-- Start GIVEN ENTRIES --

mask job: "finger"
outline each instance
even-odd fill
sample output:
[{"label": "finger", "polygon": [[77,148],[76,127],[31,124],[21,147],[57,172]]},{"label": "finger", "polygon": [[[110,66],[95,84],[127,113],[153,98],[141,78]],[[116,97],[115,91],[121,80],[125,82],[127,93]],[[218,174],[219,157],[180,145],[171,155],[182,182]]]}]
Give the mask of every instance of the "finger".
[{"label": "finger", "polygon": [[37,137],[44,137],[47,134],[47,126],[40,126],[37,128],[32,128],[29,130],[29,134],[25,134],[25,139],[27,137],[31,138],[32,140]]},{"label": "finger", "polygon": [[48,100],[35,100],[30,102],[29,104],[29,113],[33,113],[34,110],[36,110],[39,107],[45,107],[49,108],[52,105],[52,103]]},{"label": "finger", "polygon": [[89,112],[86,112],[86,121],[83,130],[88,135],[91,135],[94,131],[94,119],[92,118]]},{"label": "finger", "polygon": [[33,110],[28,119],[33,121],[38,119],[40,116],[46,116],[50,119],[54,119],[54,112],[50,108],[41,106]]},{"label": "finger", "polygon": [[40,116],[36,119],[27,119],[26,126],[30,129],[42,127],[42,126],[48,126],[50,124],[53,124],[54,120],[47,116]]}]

-- End GIVEN ENTRIES --
-- Start GIVEN ENTRIES --

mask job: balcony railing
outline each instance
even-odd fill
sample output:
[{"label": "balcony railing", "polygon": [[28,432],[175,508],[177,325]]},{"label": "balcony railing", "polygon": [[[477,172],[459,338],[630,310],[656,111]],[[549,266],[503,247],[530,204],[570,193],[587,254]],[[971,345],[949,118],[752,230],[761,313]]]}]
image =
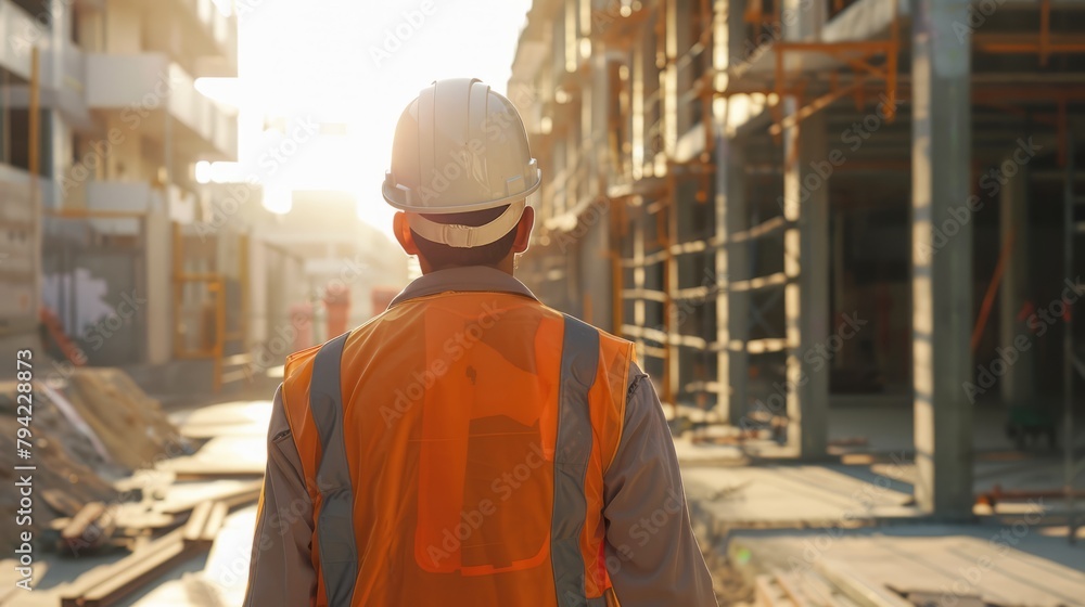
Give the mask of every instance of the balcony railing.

-- End GIVEN ENTRIES --

(EXERCISE AIM): Recast the part of the entries that opens with the line containing "mask job: balcony railing" and closes with the line containing "Give the mask of every instance of the balcony" as a Markdown table with the columns Row and Entry line, one row per line, skipping blank lines and leaving out the pictures.

(COMPLETED EXERCISE):
| Row | Entry line |
|---|---|
| 1 | mask job: balcony railing |
| 2 | outline each instance |
| 3 | even-odd fill |
| 4 | sample output: |
| 5 | [{"label": "balcony railing", "polygon": [[28,432],[175,508],[177,325]]},{"label": "balcony railing", "polygon": [[[477,172],[459,338],[630,310],[656,111]],[[549,266],[503,247],[530,204],[570,193],[587,254]],[[971,345],[949,118],[752,230],[761,313]]]}] |
| 6 | image = |
| 7 | Give the mask of every instance of the balcony railing. |